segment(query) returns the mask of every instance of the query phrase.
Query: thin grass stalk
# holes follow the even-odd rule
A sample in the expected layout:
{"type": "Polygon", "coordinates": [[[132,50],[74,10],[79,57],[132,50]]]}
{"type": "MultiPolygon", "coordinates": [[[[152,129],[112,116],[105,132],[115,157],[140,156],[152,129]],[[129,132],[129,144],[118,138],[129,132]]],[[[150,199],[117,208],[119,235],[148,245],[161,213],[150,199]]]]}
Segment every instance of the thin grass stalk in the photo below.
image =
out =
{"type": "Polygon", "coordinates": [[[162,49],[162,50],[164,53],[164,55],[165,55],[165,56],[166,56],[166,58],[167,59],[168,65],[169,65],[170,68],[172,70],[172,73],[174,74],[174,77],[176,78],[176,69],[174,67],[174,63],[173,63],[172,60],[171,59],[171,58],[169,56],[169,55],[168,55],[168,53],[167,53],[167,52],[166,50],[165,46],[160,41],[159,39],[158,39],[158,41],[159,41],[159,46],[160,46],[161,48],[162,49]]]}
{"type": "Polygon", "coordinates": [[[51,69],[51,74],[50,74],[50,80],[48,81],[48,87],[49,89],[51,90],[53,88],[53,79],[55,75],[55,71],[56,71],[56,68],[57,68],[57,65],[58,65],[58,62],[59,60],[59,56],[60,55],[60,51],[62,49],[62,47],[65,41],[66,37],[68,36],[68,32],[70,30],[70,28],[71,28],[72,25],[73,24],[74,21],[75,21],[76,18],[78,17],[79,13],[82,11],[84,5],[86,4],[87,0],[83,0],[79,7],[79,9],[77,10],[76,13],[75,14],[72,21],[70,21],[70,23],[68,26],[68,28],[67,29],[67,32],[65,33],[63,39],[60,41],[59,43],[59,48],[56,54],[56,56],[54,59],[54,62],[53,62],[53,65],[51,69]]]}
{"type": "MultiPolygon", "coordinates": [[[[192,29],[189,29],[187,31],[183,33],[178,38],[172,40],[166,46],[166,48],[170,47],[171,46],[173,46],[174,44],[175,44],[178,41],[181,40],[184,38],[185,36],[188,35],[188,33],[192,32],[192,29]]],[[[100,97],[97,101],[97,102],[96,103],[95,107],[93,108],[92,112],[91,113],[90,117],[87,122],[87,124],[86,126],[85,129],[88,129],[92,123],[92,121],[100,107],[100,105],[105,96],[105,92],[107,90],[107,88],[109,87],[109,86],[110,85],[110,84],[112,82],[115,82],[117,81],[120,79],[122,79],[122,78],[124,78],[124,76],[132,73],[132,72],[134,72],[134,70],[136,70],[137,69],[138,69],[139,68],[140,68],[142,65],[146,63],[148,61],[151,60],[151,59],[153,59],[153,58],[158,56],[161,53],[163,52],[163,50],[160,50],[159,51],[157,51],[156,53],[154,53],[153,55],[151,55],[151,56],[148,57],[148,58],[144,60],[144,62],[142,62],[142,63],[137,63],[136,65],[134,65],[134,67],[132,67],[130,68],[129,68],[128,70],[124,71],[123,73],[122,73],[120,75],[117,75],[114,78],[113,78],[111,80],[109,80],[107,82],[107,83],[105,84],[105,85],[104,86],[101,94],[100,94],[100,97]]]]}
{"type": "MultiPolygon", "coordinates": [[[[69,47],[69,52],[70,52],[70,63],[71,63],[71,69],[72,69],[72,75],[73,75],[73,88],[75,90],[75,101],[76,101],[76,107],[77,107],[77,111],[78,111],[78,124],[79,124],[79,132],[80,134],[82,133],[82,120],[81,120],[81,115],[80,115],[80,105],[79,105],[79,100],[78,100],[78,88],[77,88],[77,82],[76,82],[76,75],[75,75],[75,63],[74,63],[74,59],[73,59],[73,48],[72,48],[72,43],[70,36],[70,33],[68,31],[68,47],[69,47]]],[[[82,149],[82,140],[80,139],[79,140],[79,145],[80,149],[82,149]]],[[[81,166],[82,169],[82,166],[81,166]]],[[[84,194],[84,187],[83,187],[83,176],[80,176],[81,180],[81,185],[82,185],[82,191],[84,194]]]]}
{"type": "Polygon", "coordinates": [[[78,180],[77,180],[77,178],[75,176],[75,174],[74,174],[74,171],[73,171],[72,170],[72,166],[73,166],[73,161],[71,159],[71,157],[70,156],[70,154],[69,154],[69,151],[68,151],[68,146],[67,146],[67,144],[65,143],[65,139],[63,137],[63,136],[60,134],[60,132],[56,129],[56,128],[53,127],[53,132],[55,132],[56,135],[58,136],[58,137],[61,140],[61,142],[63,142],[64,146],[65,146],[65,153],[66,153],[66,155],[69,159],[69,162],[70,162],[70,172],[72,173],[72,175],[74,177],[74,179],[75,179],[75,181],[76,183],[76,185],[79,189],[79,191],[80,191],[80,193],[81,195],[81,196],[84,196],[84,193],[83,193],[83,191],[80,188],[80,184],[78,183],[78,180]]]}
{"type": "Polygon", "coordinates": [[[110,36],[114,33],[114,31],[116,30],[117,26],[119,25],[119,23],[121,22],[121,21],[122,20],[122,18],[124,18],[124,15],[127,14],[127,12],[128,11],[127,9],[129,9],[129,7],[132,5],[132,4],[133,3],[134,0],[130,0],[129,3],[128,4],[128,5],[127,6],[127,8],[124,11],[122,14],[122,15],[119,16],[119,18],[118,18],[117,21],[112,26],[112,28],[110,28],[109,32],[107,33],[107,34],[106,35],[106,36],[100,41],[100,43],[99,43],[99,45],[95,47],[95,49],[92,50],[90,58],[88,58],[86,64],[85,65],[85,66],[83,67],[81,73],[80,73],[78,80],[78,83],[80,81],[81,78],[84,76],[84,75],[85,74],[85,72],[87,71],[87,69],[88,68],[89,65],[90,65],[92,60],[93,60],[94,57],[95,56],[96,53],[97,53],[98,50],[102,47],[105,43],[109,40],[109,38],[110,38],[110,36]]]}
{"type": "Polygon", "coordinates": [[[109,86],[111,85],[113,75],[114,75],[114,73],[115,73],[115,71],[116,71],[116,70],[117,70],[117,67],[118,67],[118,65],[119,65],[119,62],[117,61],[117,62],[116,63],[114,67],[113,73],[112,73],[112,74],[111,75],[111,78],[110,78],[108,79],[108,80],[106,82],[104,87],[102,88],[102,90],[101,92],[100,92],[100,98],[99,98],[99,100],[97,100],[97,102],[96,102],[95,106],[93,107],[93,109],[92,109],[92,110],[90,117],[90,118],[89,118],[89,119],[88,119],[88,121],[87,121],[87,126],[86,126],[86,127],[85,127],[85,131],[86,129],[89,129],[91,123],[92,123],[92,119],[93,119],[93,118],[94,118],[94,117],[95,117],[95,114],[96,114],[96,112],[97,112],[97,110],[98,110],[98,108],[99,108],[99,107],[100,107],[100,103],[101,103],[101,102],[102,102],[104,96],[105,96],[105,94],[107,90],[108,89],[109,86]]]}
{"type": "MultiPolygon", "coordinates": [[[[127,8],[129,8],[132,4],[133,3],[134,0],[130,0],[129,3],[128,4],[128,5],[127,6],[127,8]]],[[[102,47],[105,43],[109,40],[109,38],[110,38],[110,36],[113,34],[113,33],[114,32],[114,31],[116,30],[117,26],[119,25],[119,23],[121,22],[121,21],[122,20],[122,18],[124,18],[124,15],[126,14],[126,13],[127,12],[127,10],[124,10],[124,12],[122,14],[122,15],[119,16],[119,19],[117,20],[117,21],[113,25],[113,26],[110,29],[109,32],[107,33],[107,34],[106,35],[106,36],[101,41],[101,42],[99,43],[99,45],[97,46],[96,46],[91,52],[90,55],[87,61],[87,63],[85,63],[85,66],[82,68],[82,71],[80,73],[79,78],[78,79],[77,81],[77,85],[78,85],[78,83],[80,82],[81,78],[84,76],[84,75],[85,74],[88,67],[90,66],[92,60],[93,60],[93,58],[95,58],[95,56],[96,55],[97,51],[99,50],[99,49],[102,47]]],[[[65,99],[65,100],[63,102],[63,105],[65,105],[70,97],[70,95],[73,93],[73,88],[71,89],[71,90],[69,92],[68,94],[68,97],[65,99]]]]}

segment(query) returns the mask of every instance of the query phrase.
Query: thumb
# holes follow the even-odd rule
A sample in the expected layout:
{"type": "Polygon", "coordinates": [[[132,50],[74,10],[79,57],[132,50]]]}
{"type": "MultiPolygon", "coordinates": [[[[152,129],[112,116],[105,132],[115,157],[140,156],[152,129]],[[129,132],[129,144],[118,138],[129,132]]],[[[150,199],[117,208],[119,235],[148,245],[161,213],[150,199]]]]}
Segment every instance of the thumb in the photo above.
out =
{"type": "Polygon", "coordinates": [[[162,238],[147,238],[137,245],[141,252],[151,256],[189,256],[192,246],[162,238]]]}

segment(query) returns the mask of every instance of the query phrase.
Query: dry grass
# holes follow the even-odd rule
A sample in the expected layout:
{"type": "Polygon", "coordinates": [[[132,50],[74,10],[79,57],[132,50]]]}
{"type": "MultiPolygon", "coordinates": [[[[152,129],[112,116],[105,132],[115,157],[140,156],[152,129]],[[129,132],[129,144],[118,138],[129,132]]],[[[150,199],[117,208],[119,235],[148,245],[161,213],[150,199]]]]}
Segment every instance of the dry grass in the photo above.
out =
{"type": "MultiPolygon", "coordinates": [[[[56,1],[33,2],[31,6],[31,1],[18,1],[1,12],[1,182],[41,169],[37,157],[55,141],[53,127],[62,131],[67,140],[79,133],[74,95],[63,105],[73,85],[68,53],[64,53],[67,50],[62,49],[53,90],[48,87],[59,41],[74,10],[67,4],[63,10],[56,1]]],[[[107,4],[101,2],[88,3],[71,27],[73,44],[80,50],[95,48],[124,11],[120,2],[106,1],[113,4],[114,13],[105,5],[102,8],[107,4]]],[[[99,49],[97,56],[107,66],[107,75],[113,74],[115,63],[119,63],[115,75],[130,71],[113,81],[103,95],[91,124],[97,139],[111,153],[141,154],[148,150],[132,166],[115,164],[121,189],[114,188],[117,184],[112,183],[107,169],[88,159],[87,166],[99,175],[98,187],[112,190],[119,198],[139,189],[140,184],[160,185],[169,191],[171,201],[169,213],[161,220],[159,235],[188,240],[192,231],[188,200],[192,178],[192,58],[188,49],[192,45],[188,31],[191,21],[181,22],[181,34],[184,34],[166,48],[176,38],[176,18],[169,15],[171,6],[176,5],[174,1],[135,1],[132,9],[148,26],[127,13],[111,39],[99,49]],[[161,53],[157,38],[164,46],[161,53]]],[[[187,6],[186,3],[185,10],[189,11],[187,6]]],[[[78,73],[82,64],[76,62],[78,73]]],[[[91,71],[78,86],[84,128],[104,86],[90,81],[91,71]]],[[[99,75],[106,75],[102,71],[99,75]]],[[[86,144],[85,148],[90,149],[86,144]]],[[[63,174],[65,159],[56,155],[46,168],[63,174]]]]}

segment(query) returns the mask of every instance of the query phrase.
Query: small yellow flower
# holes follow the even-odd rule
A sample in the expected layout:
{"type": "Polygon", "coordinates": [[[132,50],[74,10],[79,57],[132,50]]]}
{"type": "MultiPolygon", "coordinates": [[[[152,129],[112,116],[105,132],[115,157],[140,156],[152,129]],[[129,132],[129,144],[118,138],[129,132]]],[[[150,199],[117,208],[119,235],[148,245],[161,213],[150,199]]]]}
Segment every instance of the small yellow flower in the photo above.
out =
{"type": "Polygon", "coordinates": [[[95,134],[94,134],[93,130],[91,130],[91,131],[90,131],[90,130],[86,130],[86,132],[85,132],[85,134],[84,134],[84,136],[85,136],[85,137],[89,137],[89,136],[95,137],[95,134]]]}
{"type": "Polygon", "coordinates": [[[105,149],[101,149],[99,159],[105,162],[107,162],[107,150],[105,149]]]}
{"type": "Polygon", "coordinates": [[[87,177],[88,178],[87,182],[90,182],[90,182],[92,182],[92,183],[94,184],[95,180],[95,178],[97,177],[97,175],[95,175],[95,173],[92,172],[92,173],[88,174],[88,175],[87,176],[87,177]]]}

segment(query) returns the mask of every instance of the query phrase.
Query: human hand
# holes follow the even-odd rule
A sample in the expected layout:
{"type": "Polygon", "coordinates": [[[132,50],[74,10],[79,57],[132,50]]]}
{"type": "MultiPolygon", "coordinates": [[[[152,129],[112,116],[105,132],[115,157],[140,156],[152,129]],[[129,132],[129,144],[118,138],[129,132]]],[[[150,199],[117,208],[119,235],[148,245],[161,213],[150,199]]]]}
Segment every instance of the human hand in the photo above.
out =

= Brief =
Can you reproduce the data from its first line through the line with "Segment every instance of the thin", renaming "thin grass stalk" to "dry grass blade" and leaving everything else unchanged?

= Final result =
segment(query) returns the mask of every instance of the query phrase.
Query: dry grass blade
# holes follow the even-odd rule
A sample in the expected layout:
{"type": "Polygon", "coordinates": [[[132,50],[74,10],[79,57],[132,50]]]}
{"type": "MultiPolygon", "coordinates": [[[[152,129],[112,116],[105,132],[115,157],[140,156],[152,129]],[[129,132],[129,144],[118,138],[129,132]]],[[[150,199],[117,208],[119,235],[148,245],[161,213],[150,199]]]]}
Segment every instance of the dry grass blade in the photo below.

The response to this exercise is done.